DATA SUPPLIED:

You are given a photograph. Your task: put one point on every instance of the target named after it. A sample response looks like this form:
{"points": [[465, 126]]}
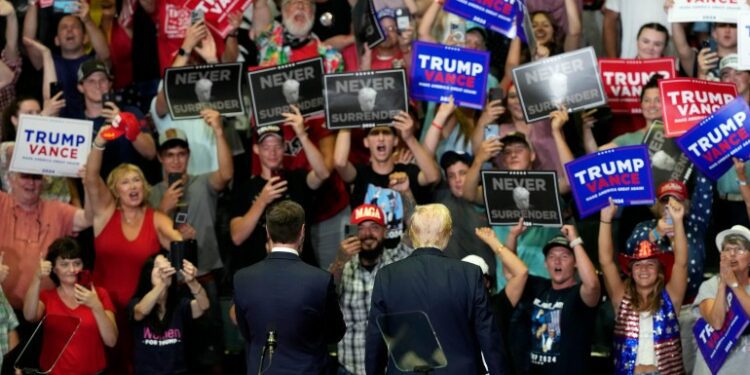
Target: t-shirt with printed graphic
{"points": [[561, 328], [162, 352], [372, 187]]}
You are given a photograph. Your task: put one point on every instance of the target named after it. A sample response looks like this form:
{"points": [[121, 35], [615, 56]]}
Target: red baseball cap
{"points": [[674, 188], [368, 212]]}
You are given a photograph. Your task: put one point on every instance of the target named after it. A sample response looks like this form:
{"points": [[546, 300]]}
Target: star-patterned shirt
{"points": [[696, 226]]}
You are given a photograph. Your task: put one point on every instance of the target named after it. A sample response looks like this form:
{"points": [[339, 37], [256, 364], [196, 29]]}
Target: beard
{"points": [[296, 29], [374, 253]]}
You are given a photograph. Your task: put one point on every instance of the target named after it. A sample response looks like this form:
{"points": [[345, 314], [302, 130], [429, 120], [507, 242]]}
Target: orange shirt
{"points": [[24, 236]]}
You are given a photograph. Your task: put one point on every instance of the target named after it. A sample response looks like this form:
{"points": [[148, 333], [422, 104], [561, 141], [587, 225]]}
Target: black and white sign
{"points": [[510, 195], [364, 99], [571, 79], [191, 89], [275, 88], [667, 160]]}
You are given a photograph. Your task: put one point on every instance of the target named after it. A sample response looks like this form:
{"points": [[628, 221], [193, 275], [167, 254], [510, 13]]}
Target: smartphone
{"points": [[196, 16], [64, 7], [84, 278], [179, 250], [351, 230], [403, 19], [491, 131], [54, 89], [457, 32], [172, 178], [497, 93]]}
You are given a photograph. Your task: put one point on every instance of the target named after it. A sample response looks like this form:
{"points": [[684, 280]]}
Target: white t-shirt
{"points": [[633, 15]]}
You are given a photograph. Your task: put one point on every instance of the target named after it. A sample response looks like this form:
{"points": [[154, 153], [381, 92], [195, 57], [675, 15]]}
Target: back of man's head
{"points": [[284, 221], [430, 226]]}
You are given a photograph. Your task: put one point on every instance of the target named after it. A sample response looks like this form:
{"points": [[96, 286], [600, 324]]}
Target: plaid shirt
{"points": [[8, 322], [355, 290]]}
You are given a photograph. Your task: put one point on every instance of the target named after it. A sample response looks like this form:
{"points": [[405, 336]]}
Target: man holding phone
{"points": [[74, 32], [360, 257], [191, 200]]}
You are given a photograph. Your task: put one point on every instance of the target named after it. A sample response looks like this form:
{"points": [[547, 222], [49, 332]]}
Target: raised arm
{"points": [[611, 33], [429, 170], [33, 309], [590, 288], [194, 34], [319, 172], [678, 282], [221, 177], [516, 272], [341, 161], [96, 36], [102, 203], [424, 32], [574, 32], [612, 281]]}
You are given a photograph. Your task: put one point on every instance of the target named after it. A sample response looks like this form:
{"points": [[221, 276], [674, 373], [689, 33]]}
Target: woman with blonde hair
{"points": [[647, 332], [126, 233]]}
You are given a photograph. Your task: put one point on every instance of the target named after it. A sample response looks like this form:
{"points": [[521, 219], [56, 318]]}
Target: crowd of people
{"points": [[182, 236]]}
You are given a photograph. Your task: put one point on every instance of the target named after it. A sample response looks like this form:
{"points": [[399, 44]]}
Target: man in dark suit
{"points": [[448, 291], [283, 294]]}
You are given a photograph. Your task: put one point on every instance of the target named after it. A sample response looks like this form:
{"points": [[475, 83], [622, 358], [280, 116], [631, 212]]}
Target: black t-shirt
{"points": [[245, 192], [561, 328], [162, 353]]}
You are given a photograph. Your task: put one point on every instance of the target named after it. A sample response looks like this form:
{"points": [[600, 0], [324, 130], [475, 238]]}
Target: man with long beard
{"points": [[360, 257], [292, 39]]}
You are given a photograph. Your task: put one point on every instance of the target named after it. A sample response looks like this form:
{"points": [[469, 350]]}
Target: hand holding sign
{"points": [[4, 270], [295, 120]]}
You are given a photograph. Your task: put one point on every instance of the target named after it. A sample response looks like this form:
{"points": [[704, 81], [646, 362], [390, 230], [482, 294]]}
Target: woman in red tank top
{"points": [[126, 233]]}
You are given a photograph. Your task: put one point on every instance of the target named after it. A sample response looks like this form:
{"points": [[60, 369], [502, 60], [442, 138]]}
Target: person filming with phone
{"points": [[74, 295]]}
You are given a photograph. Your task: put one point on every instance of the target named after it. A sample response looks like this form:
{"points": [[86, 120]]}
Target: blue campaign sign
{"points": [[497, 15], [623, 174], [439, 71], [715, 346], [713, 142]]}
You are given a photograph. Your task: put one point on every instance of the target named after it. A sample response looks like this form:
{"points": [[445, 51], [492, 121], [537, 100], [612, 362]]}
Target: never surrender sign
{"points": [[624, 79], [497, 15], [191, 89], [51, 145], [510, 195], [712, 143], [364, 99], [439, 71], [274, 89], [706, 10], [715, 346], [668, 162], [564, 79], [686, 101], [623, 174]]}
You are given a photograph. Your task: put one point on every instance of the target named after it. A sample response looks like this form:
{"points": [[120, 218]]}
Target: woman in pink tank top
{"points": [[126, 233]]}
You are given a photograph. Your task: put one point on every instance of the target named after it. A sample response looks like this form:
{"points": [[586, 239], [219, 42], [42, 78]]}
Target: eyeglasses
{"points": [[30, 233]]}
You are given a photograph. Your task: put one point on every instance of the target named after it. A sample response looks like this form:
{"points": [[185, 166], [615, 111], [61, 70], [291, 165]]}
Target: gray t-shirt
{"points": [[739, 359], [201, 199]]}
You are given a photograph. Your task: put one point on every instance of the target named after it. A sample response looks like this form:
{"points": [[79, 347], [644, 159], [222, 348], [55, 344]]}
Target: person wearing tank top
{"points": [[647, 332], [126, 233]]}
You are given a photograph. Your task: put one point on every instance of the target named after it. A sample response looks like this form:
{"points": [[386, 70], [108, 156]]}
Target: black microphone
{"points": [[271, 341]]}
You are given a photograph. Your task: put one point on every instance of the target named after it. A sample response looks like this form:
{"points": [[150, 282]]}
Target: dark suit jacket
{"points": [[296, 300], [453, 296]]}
* * *
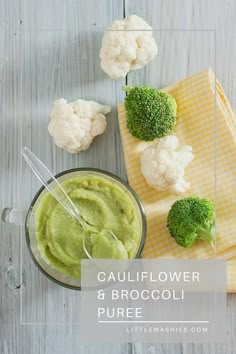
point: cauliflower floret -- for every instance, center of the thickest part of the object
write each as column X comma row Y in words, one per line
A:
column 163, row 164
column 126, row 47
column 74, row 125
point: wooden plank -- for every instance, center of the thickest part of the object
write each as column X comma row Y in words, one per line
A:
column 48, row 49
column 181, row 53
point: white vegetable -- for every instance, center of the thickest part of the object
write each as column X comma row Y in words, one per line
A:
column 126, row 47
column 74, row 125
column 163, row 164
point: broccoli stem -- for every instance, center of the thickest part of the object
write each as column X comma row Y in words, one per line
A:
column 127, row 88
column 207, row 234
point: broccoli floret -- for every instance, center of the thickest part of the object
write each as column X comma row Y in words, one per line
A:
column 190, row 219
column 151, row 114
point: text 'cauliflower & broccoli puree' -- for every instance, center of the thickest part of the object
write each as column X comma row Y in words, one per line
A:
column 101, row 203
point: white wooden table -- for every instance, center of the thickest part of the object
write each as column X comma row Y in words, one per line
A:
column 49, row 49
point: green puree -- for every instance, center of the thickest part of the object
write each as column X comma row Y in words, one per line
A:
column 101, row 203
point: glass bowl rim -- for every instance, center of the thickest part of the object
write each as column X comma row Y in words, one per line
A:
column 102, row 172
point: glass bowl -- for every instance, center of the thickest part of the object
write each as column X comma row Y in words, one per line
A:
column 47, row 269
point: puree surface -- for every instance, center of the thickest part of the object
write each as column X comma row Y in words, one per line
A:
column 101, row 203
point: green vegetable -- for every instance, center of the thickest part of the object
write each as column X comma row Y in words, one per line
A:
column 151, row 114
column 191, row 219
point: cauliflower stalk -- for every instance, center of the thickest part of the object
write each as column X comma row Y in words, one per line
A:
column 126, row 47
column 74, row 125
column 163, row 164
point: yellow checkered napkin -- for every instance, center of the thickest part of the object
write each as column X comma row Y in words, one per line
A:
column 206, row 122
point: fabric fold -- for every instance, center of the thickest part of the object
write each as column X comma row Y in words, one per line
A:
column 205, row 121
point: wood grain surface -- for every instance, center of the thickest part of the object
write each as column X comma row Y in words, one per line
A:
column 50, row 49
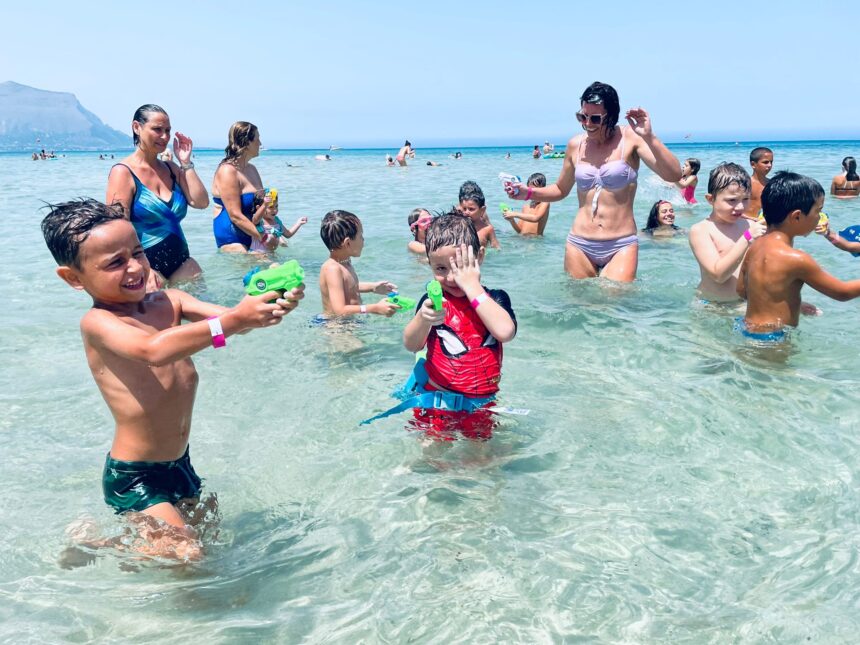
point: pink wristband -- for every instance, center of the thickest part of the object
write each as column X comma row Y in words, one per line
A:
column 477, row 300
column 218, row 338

WHAT IS EXPECTED: From the data, list each line in which the string "floret" appears.

ANSWER SPACE:
point: cauliflower floret -- for every instance, center of the thickest part of the object
point: broccoli floret -- for every instance, center of the thickest part of the object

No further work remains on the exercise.